# Reading passage
Supporting system for rotating shafts and solar tracker with said system

Abstract

A supporting system for rotating shafts (3) which can be arranged inclined with respect to one another having a supporting pillar (2.1), a first rotating shaft (3.1) which is supported on the supporting pillar (2.1) by a first bearing assembly (5.1), and a second rotating shaft (3.2) which is supported on the supporting pillar (2.1) by a second bearing assembly (5.2), the first bearing assembly (5.1) and/or the second bearing assembly (5.2) having a spherical bearing (5.4) capable of rotating freely both about the corresponding rotating shaft (3, 3.1, 3.2) and out of the plane perpendicular to the rotating shaft (3), (3.1), (3.2).

Claims

1. A supporting system for rotating shafts which can be arranged inclined with respect to one another, comprising: a supporting pillar, a first rotating shaft which is supported on the supporting pillar by means of a first bearing assembly, and a second rotating shaft which is supported on the supporting pillar by means of a second bearing assembly, wherein the first bearing assembly and/or the second bearing assembly comprises a spherical bearing capable of rotating freely about a corresponding rotating shaft and out of a plane perpendicular to the first rotating shaft and the second rotating shaft.

2. The supporting system according to claim 1, wherein the first rotating shaft and the second rotating shaft can be actuated independently with respect to one another.

3. The supporting system according to claim 1, wherein the first bearing assembly and/or the second bearing assembly comprises an inclinable support, which can be removably fixed to the supporting pillar in different inclination positions corresponding to different inclinations of the corresponding rotating shaft which is supported on the supporting pillar.

4. The supporting system according to claim 3, wherein the support comprises fixing holes for fixing by screwing to the supporting pillar, which can be aligned with respective fixing holes of the supporting pillar in different fixing positions corresponding to the different inclinations of the corresponding rotating shaft which is supported on the supporting pillar.

5. The supporting system according to claim 1, comprising at least one actuation element fixed to the supporting pillar configured for rotating the first rotating shaft or the second rotating shaft.

# Work to do
[A] Copy out the rows word for word, starting at the line that has "Within the photograph above, in which part is the gray" and stopping after the line that has "[175,0,383,300]".
[B] Extend the patent text on supporting systems for rotating shafts, continuing from its last line.

# Data excerpts
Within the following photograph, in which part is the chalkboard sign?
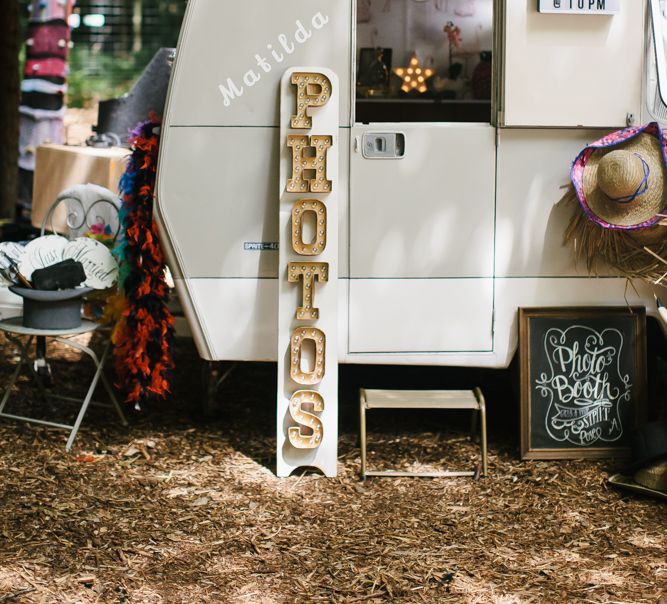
[519,307,646,459]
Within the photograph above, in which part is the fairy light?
[394,55,435,94]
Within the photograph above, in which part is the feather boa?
[112,115,174,408]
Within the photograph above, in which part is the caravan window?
[646,0,667,122]
[355,0,493,123]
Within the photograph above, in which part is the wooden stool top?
[361,390,480,409]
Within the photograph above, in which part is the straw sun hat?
[561,122,667,285]
[570,123,667,230]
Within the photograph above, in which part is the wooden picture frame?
[519,306,646,459]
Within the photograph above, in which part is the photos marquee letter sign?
[519,307,646,459]
[276,67,339,476]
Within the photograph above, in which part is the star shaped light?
[394,54,435,92]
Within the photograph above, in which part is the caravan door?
[349,0,496,362]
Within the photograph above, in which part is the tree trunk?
[0,0,19,219]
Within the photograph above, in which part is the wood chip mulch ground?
[0,332,667,604]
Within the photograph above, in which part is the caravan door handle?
[362,132,405,159]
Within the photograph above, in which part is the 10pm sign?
[538,0,620,15]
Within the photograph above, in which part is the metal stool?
[359,388,488,480]
[0,317,128,451]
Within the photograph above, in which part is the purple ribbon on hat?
[570,122,667,231]
[609,153,651,203]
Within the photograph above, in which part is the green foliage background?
[19,0,186,107]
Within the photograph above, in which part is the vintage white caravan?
[157,0,658,367]
[157,0,667,473]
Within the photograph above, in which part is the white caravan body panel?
[156,0,652,367]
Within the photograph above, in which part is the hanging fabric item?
[28,0,74,23]
[21,78,67,94]
[18,0,74,220]
[25,19,70,59]
[111,116,174,408]
[21,92,64,111]
[23,55,67,78]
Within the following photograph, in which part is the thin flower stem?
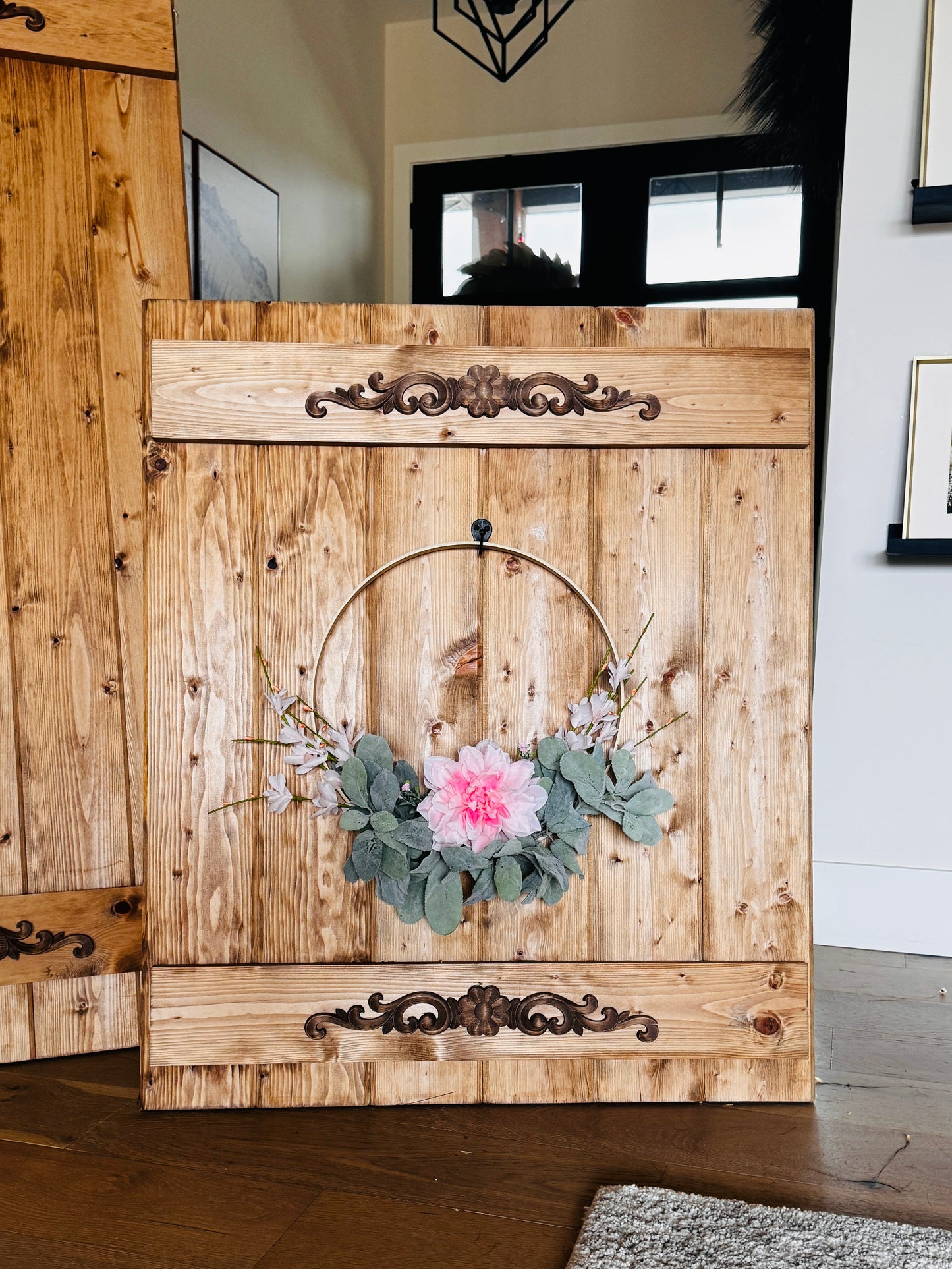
[588,651,612,695]
[629,613,655,660]
[208,793,311,814]
[294,696,331,727]
[631,710,690,748]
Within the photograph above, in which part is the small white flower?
[569,692,615,727]
[327,722,363,763]
[264,776,292,814]
[311,772,340,820]
[266,692,297,714]
[608,656,632,692]
[285,740,330,776]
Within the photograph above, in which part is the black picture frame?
[182,132,281,300]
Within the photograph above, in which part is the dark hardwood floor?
[0,948,952,1269]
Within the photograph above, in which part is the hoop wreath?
[217,532,683,934]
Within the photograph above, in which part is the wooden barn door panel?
[0,0,189,1061]
[144,304,811,1108]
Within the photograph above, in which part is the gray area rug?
[567,1185,952,1269]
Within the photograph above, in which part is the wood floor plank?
[0,1142,318,1269]
[259,1192,575,1269]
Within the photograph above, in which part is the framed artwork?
[903,356,952,538]
[182,133,281,300]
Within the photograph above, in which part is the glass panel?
[443,185,581,296]
[648,167,804,283]
[651,296,797,308]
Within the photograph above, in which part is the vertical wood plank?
[82,71,189,882]
[366,304,482,1104]
[0,60,134,1052]
[0,982,33,1062]
[254,303,371,1106]
[146,303,264,1108]
[586,308,703,1102]
[33,973,138,1057]
[480,307,604,1102]
[0,457,33,1062]
[702,310,814,1100]
[0,60,130,892]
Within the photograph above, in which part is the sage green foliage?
[339,735,674,934]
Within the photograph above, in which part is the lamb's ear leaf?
[350,829,383,881]
[423,864,463,934]
[393,758,420,792]
[463,859,496,907]
[397,877,426,925]
[439,847,491,873]
[381,843,410,881]
[371,772,400,814]
[612,748,634,793]
[340,758,371,811]
[622,811,664,847]
[393,816,433,850]
[538,736,569,772]
[493,855,522,903]
[356,732,393,773]
[626,788,674,814]
[414,850,445,877]
[373,870,406,907]
[496,837,523,859]
[559,750,605,806]
[549,837,585,877]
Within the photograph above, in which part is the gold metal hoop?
[314,542,619,710]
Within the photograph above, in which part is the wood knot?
[754,1014,783,1036]
[453,638,482,679]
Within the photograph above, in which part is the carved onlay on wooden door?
[144,304,812,1108]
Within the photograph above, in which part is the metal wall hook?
[470,518,493,559]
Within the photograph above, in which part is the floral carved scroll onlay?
[0,4,45,30]
[304,985,659,1044]
[304,366,661,421]
[0,921,96,961]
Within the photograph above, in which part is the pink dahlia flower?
[419,740,547,851]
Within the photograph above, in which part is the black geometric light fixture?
[433,0,575,84]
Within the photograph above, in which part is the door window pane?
[651,296,797,308]
[646,167,804,283]
[443,185,581,296]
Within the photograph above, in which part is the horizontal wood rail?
[147,962,810,1067]
[0,886,142,986]
[151,340,812,447]
[0,0,175,78]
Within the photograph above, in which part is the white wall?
[814,0,952,955]
[175,0,383,300]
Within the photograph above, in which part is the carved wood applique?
[304,366,661,421]
[304,985,659,1044]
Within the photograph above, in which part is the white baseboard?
[814,860,952,957]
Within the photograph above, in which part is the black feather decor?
[731,0,852,199]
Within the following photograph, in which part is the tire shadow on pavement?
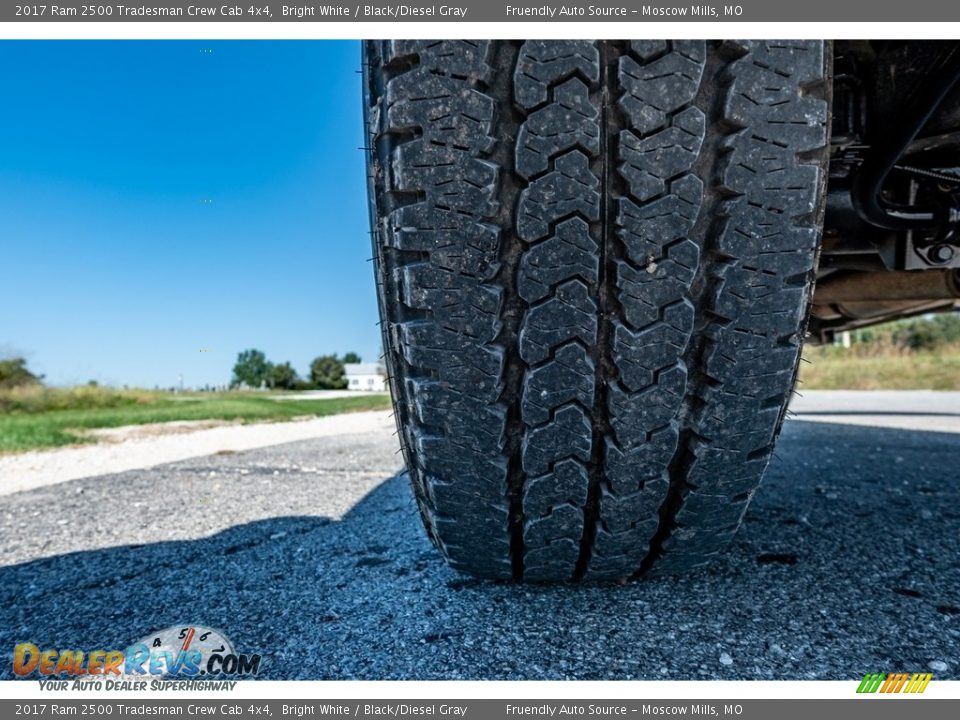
[0,422,960,680]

# Written answers
[A]
Within the photograph above, in which part is the gray area rug?
[567,1185,952,1269]
Within the photograph above, in which part is the wood floor plank?
[0,1142,318,1269]
[259,1192,575,1269]
Within the photograph above, in which part is the framed artwork?
[903,356,952,538]
[182,133,281,300]
Within the photograph above, in which part is the glass panel?
[443,185,581,296]
[648,167,804,283]
[651,296,797,308]
Within the photograph above, in which part is the vertical wood plank?
[82,71,189,882]
[366,304,482,1104]
[0,60,134,1052]
[0,982,33,1062]
[254,303,371,1106]
[146,303,264,1108]
[586,308,703,1102]
[33,973,138,1057]
[480,307,604,1102]
[0,457,33,1062]
[702,310,814,1100]
[0,60,130,892]
Within the photograph above, in which part is the sage green foliage?
[339,735,674,934]
Within the photograph above, in which part is the lamb's ear leaf?
[350,829,383,881]
[423,864,463,934]
[393,758,420,792]
[463,859,496,907]
[397,877,426,925]
[439,847,491,873]
[381,843,410,881]
[371,772,400,814]
[612,748,634,793]
[340,758,371,811]
[622,811,664,847]
[393,816,433,850]
[538,736,569,772]
[493,855,522,903]
[356,732,393,773]
[626,788,674,814]
[414,850,445,877]
[373,870,406,907]
[496,837,523,859]
[559,750,605,806]
[549,837,585,877]
Within the photograph above, in which part is the gold metal hoop?
[314,542,619,710]
Within the photograph above, in which part is the wood knot?
[754,1014,783,1036]
[453,638,482,679]
Within the photograph above, in which part is the carved onlay on wooden door?
[144,304,812,1108]
Within the photograph above, in which part is the metal wall hook?
[470,518,493,559]
Within the photograph above, in which part is the floral carved scroll onlay?
[0,4,45,30]
[304,985,659,1044]
[304,366,661,421]
[0,921,96,961]
Within the photograph above, in which part is the pink dahlia flower?
[419,740,547,851]
Within the photograph above, in which part is the black geometric light fixture?
[433,0,575,84]
Within the photograph above, in which part is the door window pane?
[651,296,797,308]
[646,167,804,283]
[443,185,581,296]
Within the photograph above, in which part is the horizontal wood rail?
[147,962,810,1067]
[0,886,142,986]
[151,340,812,447]
[0,0,175,78]
Within the photograph above, in which part is the white wall?
[814,0,952,955]
[175,0,383,300]

[B]
6. The supporting system according to claim 1, comprising a plurality of supporting pillars on which respective first rotating shaft and second rotating shaft are supported.

7. The supporting system according to claim 1, comprising two side pillars on which respective first rotating shaft and second rotating shaft support by means of a third bearing assembly each end of the corresponding rotating shaft not supported on the supporting pillar (2.1).

8. The supporting system according to claim 7, wherein the third bearing assembly comprises a spherical bearing capable of rotating freely about the corresponding rotating shaft and out of the plane perpendicular to the rotating shaft, and/or an inclinable support which can be removably fixed to the supporting pillar in different inclination positions corresponding to different inclinations of the corresponding rotating shaft which is supported on the supporting pillar.

9. The supporting system according to claim 1 for a solar tracker (1) with photovoltaic panels (4) that can be oriented by means of rotating the corresponding rotating shaft.

10. A solar tracker, comprising the supporting system for the rotating shafts according to claim 1.

Description

DESCRIPTION OF THE FIGURES

(1) FIG. 1 shows a perspective view of a solar tracker according to a embodiment of the invention.

(2) FIG. 2 shows a perspective view of the supporting pillar on which two rotating shafts are supported according to the embodiment of FIG. 1.

(3) FIG. 3 shows a side view of the supporting pillar of FIG. 2.

(4) FIG. 4 shows a perspective view of a side pillar according to the embodiment of FIG. 1.

(5) FIG. 5 shows a perspective view of a solar tracker according to another embodiment of the invention.

(6) FIG. 6 shows a perspective view of a supporting pillar with an actuation element according to the embodiment of FIG. 5.

(7) FIG. 7 shows a perspective view of a solar tracker according to another embodiment of the invention.

(8) FIG. 8 shows a perspective view of an intermediate pillar with an actuation element according to the embodiment of FIG. 7.

(9) FIG. 9 shows a perspective view of a supporting pillar according to another embodiment of the invention.

(10) FIG. 10 shows a side view of the supporting pillar of FIG. 9.

DETAILED DESCRIPTION OF THE INVENTION

(11) The present invention relates to a supporting system for a plurality of rotating shafts (3) of a structure such as, for example, a solar tracker (1).

(12) It is reiterated that, although described as embodiments of the present supporting system for use thereof in solar trackers (1), the use thereof in other structures comprising a plurality of rotating shafts (3) is not ruled out.

(13) An example of a solar tracker (1), in which photovoltaic panels (4) are fixed to one of the two rotating shafts (3) of the solar tracker (1) by means of fixing devices, can be seen in FIG. 1.

(14) Said rotating shafts (3) are supported at each of their ends on pillars (2), raising the photovoltaic panels (4) off the ground, thereby preventing the photovoltaic panels (4) from hitting the ground during the rotation of the rotating shafts (3).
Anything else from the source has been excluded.